**Exercise objective:** Please retype each of the rows below word for word, keeping every line the same.
====================
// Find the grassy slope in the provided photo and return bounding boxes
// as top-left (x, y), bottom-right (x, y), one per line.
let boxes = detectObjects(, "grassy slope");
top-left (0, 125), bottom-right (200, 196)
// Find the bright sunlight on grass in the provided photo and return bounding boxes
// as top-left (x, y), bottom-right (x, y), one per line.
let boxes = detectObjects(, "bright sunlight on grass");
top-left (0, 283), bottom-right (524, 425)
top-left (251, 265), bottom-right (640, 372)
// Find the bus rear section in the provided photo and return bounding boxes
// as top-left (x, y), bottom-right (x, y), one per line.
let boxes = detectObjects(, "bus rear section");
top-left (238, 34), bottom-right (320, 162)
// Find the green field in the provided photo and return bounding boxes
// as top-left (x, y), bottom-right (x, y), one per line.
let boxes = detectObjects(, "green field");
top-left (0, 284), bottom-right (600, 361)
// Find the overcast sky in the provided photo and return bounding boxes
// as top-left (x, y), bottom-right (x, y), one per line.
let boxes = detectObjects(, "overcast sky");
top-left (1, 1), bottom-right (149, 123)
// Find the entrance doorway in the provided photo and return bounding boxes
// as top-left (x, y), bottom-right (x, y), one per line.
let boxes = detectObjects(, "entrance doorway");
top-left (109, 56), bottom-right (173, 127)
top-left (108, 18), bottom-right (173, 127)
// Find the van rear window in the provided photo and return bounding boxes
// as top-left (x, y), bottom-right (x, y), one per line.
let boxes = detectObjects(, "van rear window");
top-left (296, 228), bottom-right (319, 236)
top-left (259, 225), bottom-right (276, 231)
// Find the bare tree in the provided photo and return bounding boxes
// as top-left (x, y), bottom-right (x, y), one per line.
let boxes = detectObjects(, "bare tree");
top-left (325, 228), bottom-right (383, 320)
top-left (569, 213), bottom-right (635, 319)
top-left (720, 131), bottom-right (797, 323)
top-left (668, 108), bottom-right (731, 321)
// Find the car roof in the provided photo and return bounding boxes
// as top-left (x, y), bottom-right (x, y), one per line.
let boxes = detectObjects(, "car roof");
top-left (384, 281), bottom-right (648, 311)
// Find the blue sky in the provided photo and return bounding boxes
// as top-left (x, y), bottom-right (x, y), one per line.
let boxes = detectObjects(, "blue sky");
====================
**Exercise output:**
// Find the grassy slope in the provided photo and return bounding boxes
// as top-left (x, y), bottom-right (x, y), one per line.
let boxes = detectObjects(, "grassy slope");
top-left (0, 125), bottom-right (200, 196)
// Find the bright sunlight on grass in the provided photo and return bounding boxes
// as top-left (x, y), bottom-right (x, y), one per line.
let boxes = detectObjects(, "bright sunlight on grass");
top-left (0, 283), bottom-right (524, 425)
top-left (251, 265), bottom-right (640, 372)
// Find the bus rear section in the provided photo and return bounding boxes
// as top-left (x, y), bottom-right (x, y), one per line.
let boxes = detectObjects(, "bus rear section");
top-left (238, 34), bottom-right (320, 162)
// Find the green field in the provided photo and return bounding boxes
// as top-left (x, y), bottom-right (x, y), one per line.
let boxes = detectObjects(, "green field");
top-left (0, 284), bottom-right (600, 361)
// Find the overcast sky in the provided photo and return bounding boxes
// as top-left (x, y), bottom-right (x, y), one per line.
let boxes = detectObjects(, "overcast sky");
top-left (1, 1), bottom-right (149, 123)
// Find the entrance doorway in the provided photo and return bounding boxes
// as top-left (x, y), bottom-right (x, y), one per line.
let boxes = detectObjects(, "entrance doorway");
top-left (109, 56), bottom-right (173, 127)
top-left (108, 18), bottom-right (173, 127)
// Find the van rear window in the provided photo and return bounding boxes
// as top-left (x, y), bottom-right (x, y), one per line.
let boxes = detectObjects(, "van rear window");
top-left (296, 228), bottom-right (319, 236)
top-left (259, 225), bottom-right (276, 231)
// Find the bare tree in the provided photo and return bounding boxes
// as top-left (x, y), bottom-right (x, y), one per line.
let boxes = detectObjects(, "bare tree");
top-left (325, 228), bottom-right (383, 320)
top-left (569, 213), bottom-right (635, 319)
top-left (720, 131), bottom-right (797, 323)
top-left (668, 108), bottom-right (731, 321)
// Find the car roof in the provided photo and return bounding boxes
// as top-left (x, y), bottom-right (x, y), one per line.
let boxes = detectObjects(, "car roof");
top-left (384, 281), bottom-right (648, 311)
// Find the blue sky in the provided photo and return bounding boxes
// as top-left (x, y), bottom-right (x, y), one per line.
let boxes = detectObjects(, "blue sky");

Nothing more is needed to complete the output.